(Task requirements):
Return, character for character, the lines from the one bearing "Exercise. Mark the hardcover" through the end of the material. Omit everything before that line.

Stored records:

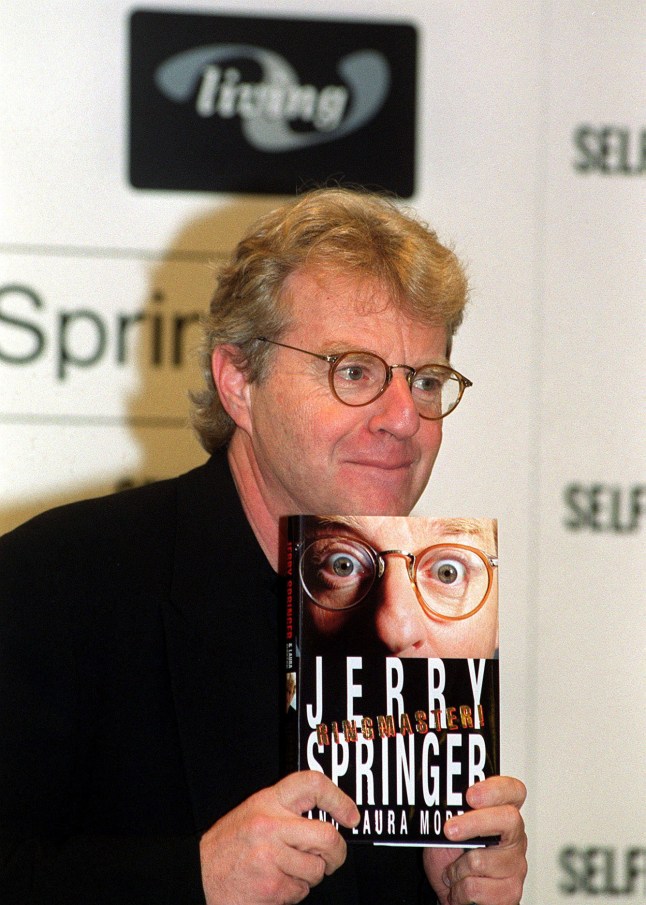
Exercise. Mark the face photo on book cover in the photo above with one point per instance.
(401, 586)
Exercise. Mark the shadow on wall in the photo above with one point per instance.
(161, 342)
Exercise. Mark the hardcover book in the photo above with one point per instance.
(392, 666)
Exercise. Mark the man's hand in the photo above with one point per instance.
(488, 876)
(264, 851)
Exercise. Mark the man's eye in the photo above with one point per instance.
(427, 384)
(343, 565)
(449, 571)
(351, 372)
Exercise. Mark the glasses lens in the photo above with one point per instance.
(336, 572)
(358, 377)
(436, 391)
(453, 581)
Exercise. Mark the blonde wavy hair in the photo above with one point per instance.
(347, 230)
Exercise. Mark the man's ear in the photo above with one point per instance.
(232, 385)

(Exercise response):
Exercise. Mark the hardcover book in the photo above with one point per instance.
(392, 666)
Exercise. Mark the man's hand in the photo above with one point per instance.
(488, 876)
(264, 851)
Exercise. Mark the man's eye in the photo above with one point per instance.
(427, 384)
(343, 565)
(449, 571)
(351, 372)
Exercise. Mark the glasses lens in the photo above with one point per instance.
(336, 572)
(358, 377)
(436, 391)
(453, 581)
Exercise. Mark the blonde wavy hair in the photo above with one point per instance.
(347, 230)
Exercise. Mark the man's ear in the photo above with one point per instance.
(232, 385)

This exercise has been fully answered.